**SUPPLIED INFORMATION**:
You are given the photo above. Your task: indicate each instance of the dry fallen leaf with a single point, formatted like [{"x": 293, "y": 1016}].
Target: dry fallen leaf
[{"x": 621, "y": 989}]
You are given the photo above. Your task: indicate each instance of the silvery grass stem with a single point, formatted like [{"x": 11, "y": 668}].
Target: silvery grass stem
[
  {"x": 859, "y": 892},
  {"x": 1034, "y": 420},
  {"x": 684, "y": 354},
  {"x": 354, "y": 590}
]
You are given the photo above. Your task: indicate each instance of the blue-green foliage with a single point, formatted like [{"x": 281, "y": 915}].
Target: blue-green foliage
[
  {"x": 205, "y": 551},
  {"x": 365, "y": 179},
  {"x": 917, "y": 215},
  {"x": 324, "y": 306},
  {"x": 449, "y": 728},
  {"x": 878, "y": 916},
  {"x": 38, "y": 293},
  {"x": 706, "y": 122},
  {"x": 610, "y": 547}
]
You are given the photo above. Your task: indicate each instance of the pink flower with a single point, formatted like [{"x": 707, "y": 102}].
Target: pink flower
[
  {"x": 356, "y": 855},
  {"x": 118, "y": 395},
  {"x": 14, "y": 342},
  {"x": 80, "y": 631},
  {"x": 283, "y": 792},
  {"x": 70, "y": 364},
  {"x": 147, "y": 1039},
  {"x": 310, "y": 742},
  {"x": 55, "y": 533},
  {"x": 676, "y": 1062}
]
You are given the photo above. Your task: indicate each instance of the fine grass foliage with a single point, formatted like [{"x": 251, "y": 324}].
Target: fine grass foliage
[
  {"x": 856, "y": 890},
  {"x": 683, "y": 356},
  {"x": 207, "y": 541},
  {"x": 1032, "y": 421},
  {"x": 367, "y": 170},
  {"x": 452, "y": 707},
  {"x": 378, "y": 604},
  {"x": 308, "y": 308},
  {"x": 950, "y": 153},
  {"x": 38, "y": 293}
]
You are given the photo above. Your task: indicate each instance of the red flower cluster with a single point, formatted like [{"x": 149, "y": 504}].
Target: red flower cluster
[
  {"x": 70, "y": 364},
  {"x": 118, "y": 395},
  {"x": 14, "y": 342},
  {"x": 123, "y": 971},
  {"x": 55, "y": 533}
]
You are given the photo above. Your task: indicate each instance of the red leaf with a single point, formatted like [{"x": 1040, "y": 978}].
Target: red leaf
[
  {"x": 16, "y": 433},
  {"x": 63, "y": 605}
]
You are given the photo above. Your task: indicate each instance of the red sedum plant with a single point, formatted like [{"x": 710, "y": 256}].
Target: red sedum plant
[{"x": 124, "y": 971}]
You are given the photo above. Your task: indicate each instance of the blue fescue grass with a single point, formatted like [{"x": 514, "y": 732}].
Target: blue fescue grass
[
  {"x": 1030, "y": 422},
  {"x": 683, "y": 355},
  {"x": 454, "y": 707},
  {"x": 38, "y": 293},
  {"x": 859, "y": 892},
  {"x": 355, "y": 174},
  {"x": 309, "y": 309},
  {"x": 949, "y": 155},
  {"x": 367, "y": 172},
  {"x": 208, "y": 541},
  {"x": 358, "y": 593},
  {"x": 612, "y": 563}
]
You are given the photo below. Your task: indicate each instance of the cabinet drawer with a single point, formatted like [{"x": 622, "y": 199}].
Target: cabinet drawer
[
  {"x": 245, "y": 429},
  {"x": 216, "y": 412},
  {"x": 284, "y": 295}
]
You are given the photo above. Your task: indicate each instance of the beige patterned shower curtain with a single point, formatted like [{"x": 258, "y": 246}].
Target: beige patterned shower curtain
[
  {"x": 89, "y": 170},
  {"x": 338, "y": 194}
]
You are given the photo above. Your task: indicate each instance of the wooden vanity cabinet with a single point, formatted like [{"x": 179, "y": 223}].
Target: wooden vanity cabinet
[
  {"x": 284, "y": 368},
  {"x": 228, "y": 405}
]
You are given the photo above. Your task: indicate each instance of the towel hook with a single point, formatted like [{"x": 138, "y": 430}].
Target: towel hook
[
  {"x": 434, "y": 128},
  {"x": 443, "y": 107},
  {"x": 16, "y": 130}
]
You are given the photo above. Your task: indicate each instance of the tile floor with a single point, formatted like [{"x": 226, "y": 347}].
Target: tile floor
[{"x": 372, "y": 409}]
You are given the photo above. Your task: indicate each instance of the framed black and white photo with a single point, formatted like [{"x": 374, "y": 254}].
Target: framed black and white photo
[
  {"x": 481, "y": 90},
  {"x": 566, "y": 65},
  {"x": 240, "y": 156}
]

**WHAT YOU ARE ASKED TO DO**:
Give back the whole listing exactly as it reads.

**TASK ANSWER**:
You are given the photo above. Your task: indicate each instance of the dry fallen leaf with a single point, formatted like [{"x": 293, "y": 1016}].
Target: dry fallen leaf
[{"x": 621, "y": 989}]
You are given the photo above. Your task: indicate each instance of the silvery grass stem with a single point, formatted like [{"x": 11, "y": 668}].
Target: silvery grass stem
[
  {"x": 859, "y": 892},
  {"x": 1034, "y": 420},
  {"x": 684, "y": 354},
  {"x": 354, "y": 590}
]
You are given the photo above. Your task: indicate each instance of the blue-green foliage with a single point, formatted like [{"x": 281, "y": 915}].
Target: blue-green foliage
[
  {"x": 205, "y": 551},
  {"x": 365, "y": 179},
  {"x": 917, "y": 215},
  {"x": 324, "y": 306},
  {"x": 449, "y": 728},
  {"x": 878, "y": 916},
  {"x": 38, "y": 293},
  {"x": 706, "y": 122},
  {"x": 610, "y": 547}
]
You are given the photo above. Your task: indicate each instance of the pink flower with a single point, formatted like [{"x": 707, "y": 102}].
Target: pink flower
[
  {"x": 356, "y": 855},
  {"x": 118, "y": 395},
  {"x": 14, "y": 342},
  {"x": 80, "y": 631},
  {"x": 283, "y": 792},
  {"x": 70, "y": 364},
  {"x": 147, "y": 1039},
  {"x": 310, "y": 742},
  {"x": 55, "y": 533},
  {"x": 676, "y": 1062}
]
You are given the photo above. Your task: indicate each instance of the fine grass foliage with a single point, formatted like [{"x": 251, "y": 324}].
Target: fine grass foliage
[
  {"x": 856, "y": 890},
  {"x": 683, "y": 356},
  {"x": 207, "y": 541},
  {"x": 1032, "y": 421},
  {"x": 367, "y": 170},
  {"x": 452, "y": 707},
  {"x": 378, "y": 604},
  {"x": 308, "y": 308},
  {"x": 950, "y": 153},
  {"x": 38, "y": 293}
]
You are given the photo above. Your task: indicate each instance of the red flower cluster with a single point, formatted like [{"x": 149, "y": 504}].
Target: red flower cluster
[
  {"x": 70, "y": 364},
  {"x": 118, "y": 395},
  {"x": 14, "y": 342},
  {"x": 123, "y": 971},
  {"x": 55, "y": 533}
]
You are given the photo above. Your task: indicate each instance of the red leaf with a single point, formatted like [{"x": 1040, "y": 978}].
Target: red leaf
[
  {"x": 16, "y": 433},
  {"x": 63, "y": 605}
]
You are given the photo above. Your task: indicate each instance of the red sedum plant with a single point, formatted like [{"x": 710, "y": 256}].
Target: red sedum plant
[{"x": 124, "y": 971}]
You are given the photo above. Your task: indicate each instance of the blue fescue grass with a single point, formatted like [{"x": 514, "y": 732}].
Target: blue fescue grass
[
  {"x": 1030, "y": 422},
  {"x": 683, "y": 355},
  {"x": 454, "y": 707},
  {"x": 38, "y": 293},
  {"x": 859, "y": 892},
  {"x": 355, "y": 174},
  {"x": 309, "y": 309},
  {"x": 949, "y": 155},
  {"x": 367, "y": 172},
  {"x": 208, "y": 541},
  {"x": 358, "y": 593},
  {"x": 612, "y": 563}
]
You are given the photo below. Your task: indicate each instance of the cabinet drawer with a single point, formatted like [{"x": 622, "y": 199}].
Target: cabinet drawer
[
  {"x": 245, "y": 429},
  {"x": 216, "y": 412},
  {"x": 284, "y": 295}
]
You are given the photo above. Your task: indicate each instance of the beige patterned shower curtain with a single point, formatted like [{"x": 258, "y": 246}].
Target: beige patterned shower curtain
[
  {"x": 89, "y": 170},
  {"x": 338, "y": 194}
]
You are given the photo above. Your task: indicate each instance of the wooden vanity cabinet with a single point, formatted like [{"x": 179, "y": 223}].
Target: wooden vanity cabinet
[
  {"x": 284, "y": 368},
  {"x": 228, "y": 405}
]
You are given the photo above. Your task: indicate each instance of the towel hook with a single point, formatted like [{"x": 138, "y": 430}].
Target: towel hook
[
  {"x": 434, "y": 128},
  {"x": 443, "y": 107},
  {"x": 16, "y": 130}
]
You are given the photo above. Your task: indicate each instance of the tile floor with a single point, formatted like [{"x": 226, "y": 347}].
Target: tile floor
[{"x": 372, "y": 409}]
You are given the photo above. Your task: indicate each instance of the framed black and white photo with a single point, formatted like [{"x": 374, "y": 254}].
Target: framed black and white photo
[
  {"x": 481, "y": 90},
  {"x": 566, "y": 65},
  {"x": 240, "y": 156}
]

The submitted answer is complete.